+++ Given entries +++
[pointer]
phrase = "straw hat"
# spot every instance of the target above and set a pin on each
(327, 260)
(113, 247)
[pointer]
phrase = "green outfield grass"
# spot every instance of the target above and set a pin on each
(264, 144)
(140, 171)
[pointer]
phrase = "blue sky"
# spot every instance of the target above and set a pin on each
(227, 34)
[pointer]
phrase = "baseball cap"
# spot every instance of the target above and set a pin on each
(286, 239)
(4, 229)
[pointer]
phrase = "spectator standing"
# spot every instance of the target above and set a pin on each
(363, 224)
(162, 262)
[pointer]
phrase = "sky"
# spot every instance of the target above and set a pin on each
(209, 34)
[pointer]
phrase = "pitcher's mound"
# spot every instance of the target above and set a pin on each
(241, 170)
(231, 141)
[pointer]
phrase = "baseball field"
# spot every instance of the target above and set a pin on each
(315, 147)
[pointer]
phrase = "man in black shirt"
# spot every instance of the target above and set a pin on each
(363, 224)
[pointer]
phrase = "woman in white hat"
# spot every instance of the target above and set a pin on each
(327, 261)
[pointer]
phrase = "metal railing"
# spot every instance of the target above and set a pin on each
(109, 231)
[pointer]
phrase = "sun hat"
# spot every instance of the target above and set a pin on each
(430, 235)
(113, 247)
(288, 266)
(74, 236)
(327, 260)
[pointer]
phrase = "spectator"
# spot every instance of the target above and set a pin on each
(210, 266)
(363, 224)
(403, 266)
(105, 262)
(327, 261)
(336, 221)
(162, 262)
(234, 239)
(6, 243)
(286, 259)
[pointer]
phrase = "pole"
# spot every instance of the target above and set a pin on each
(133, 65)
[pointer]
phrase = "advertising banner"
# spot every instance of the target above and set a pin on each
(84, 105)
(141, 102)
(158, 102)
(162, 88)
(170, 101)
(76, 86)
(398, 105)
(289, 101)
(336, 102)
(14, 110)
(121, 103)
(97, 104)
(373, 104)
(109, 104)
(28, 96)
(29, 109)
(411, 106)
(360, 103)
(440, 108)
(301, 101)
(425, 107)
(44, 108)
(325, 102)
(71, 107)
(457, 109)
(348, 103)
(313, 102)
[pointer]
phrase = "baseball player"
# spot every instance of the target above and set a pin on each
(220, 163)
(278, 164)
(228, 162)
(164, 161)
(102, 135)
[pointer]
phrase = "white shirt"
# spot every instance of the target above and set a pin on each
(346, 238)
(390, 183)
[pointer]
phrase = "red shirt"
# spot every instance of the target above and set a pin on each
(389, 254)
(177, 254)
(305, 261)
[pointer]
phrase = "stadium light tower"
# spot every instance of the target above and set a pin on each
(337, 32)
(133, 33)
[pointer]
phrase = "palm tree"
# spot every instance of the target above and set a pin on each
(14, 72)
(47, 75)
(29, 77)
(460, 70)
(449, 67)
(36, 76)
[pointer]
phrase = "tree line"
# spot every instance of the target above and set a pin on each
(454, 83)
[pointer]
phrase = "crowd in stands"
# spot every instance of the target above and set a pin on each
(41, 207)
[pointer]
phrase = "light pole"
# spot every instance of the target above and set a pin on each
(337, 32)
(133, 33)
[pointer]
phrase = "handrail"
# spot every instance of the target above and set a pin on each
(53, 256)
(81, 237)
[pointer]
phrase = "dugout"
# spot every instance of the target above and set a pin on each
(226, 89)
+++
+++ Given entries +++
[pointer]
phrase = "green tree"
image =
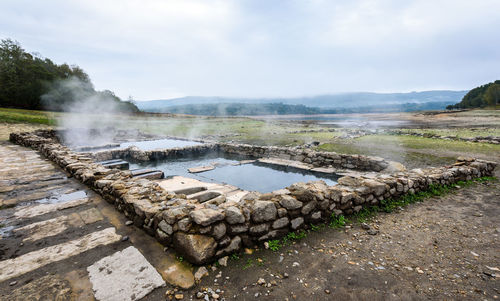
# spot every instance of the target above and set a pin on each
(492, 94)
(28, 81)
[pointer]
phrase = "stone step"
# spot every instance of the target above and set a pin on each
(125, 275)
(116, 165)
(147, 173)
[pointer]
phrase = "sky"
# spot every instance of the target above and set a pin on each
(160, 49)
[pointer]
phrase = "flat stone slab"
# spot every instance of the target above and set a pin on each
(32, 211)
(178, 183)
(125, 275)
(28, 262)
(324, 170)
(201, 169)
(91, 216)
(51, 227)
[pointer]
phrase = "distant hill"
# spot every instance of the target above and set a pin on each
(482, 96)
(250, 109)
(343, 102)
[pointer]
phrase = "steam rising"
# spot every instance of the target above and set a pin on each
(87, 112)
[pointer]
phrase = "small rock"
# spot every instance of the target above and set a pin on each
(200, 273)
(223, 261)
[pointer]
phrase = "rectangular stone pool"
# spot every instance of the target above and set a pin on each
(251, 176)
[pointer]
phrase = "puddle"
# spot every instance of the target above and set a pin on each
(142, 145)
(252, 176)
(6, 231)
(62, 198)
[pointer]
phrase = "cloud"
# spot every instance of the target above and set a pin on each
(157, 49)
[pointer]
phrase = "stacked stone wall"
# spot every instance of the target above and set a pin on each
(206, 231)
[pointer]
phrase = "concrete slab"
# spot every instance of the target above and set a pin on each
+++
+++ Given entries +++
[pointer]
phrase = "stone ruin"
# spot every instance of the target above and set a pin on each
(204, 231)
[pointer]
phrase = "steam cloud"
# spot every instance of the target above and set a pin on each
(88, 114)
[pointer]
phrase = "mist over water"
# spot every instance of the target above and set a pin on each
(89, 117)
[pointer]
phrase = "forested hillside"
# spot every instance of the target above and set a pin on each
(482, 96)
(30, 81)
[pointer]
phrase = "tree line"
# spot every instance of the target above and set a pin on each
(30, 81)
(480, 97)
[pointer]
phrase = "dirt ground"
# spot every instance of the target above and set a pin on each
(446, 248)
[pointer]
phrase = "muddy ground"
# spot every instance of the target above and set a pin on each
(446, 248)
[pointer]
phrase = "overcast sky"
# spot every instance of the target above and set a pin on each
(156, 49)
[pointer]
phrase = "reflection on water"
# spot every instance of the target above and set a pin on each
+++
#### [Work task]
Give the number of lines in the data that include the string "water", please, and nothing else.

#### [Your solution]
2